- _Task directions_
Rewrite the rows below as a numbered list, starting at the row that contains "Locate the landing" and ending at the last row, and leave out any blank lines.
#### Dataset records
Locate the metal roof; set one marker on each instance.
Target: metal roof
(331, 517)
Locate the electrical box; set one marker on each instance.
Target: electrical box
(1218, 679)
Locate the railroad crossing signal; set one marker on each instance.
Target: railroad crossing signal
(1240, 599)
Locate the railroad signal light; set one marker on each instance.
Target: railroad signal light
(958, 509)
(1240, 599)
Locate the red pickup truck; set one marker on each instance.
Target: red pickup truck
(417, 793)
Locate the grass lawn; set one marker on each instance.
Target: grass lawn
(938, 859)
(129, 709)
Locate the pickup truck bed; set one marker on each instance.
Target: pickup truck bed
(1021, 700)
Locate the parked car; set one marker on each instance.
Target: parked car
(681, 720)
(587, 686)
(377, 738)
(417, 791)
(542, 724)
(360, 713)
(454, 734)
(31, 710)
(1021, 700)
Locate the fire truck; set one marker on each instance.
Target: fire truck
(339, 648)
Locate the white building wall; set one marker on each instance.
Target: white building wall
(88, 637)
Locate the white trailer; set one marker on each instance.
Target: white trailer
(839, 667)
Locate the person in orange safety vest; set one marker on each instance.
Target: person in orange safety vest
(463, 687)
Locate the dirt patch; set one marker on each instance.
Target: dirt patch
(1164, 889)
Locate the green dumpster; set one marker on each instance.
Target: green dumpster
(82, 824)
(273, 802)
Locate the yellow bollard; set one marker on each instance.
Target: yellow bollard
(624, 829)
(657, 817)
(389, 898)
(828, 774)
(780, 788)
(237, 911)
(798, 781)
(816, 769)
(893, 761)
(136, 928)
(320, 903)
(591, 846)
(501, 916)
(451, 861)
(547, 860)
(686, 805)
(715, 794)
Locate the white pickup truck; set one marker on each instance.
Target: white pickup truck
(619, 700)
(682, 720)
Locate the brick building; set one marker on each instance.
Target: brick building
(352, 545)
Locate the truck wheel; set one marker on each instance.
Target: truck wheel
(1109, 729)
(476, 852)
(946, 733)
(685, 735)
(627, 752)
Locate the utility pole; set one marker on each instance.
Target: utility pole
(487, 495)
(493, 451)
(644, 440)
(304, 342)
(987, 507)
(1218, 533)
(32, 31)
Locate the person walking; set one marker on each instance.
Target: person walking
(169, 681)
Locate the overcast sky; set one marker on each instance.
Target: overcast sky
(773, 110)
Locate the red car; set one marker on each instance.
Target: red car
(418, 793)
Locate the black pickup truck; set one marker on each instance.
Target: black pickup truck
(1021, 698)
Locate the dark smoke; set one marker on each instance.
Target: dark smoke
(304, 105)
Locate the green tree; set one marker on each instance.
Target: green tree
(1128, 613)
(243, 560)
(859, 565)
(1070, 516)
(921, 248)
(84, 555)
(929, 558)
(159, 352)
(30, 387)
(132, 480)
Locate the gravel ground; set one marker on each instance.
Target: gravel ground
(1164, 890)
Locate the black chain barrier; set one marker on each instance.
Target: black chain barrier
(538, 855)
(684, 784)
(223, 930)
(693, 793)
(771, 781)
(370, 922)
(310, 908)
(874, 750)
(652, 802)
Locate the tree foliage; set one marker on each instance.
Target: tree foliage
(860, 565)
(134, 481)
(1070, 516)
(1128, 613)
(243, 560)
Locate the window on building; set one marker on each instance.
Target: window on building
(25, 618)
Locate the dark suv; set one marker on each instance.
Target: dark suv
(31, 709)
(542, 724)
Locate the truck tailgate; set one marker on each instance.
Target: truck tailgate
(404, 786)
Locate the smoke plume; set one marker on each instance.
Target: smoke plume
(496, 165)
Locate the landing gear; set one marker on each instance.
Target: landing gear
########
- _Expected answer_
1. Locate the landing gear; set one marker on each instance.
2. Target: landing gear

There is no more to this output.